## [Problem description]
Output the entries verbatim, including every line.

## [Supplied material]
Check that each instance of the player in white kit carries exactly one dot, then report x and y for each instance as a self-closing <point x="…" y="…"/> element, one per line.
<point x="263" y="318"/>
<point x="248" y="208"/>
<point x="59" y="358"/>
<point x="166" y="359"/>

## [Result]
Check that each instance of the player in white kit carries exactly one dot, then report x and y for each instance as a self-closing <point x="…" y="…"/> element, one per line.
<point x="263" y="318"/>
<point x="248" y="208"/>
<point x="59" y="358"/>
<point x="166" y="359"/>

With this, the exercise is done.